--- Start ---

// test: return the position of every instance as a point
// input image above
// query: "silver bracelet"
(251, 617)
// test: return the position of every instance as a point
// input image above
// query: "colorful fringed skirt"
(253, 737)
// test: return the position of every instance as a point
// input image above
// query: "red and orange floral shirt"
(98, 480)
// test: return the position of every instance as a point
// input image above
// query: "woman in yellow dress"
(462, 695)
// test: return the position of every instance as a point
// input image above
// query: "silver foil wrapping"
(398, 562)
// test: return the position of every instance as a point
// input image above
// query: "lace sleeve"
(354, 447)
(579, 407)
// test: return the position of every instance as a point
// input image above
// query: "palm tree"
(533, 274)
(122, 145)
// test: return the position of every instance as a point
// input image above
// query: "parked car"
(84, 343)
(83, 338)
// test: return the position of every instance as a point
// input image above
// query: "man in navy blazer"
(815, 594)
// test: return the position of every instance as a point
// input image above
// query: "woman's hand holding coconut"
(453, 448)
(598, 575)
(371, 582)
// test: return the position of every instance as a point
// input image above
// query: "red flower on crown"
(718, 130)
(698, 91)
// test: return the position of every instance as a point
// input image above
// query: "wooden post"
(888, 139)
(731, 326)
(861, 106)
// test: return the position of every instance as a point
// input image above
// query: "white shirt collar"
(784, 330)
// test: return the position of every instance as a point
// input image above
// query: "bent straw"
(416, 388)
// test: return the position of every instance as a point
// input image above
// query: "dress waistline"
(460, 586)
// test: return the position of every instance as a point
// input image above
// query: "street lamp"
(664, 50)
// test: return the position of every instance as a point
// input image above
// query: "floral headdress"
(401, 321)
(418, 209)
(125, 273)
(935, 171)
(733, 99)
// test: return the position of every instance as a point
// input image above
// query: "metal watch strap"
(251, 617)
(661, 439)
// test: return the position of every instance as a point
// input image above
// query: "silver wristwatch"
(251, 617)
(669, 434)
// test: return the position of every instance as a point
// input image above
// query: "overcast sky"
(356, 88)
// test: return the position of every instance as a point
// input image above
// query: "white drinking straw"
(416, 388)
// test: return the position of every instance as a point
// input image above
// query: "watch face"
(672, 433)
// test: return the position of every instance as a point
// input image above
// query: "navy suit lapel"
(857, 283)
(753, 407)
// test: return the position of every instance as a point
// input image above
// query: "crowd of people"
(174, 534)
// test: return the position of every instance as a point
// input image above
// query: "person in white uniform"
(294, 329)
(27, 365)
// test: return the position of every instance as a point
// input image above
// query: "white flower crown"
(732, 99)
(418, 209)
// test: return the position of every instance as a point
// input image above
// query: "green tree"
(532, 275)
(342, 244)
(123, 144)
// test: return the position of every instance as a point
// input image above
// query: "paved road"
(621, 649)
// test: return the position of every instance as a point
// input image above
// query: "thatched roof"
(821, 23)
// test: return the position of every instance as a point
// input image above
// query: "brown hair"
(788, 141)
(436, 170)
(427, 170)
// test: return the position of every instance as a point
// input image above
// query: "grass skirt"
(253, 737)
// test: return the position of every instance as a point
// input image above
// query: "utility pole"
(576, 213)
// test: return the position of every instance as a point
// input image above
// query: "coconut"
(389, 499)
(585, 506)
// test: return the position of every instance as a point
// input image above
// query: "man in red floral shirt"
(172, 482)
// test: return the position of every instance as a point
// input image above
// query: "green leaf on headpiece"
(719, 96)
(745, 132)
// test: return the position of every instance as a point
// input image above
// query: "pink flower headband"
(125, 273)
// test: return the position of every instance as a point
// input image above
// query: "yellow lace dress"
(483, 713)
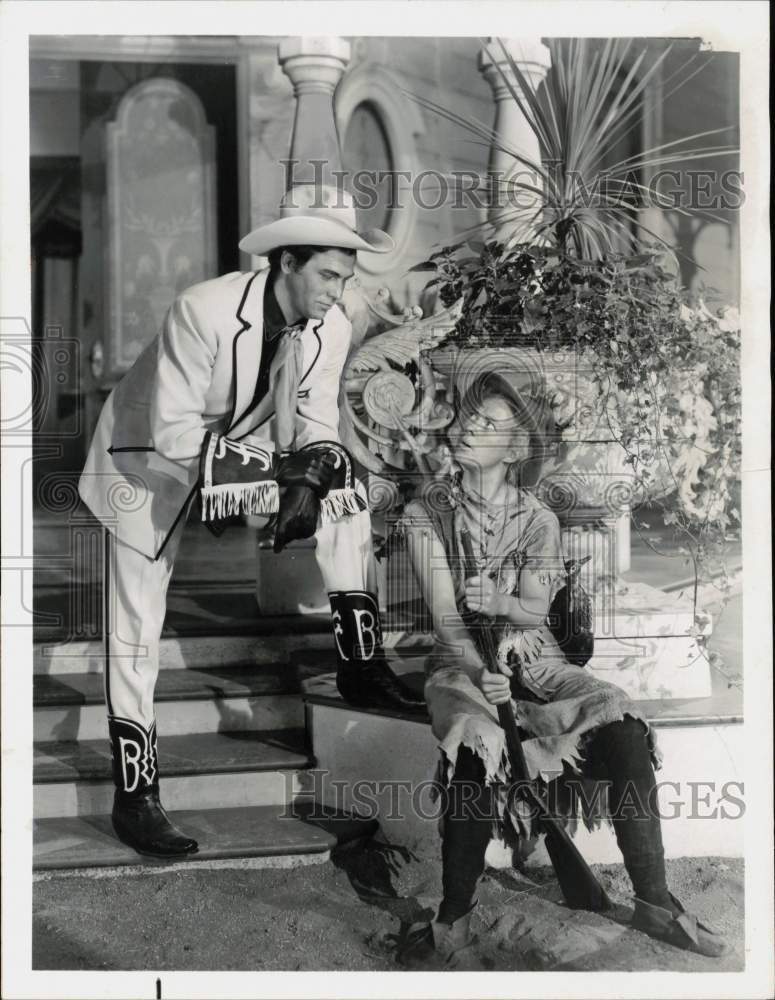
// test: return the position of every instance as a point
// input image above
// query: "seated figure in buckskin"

--- End ---

_Stated problem_:
Count the lines in the data above that contain the string "crown". Case matters. Reply with the number only.

_Full output_:
2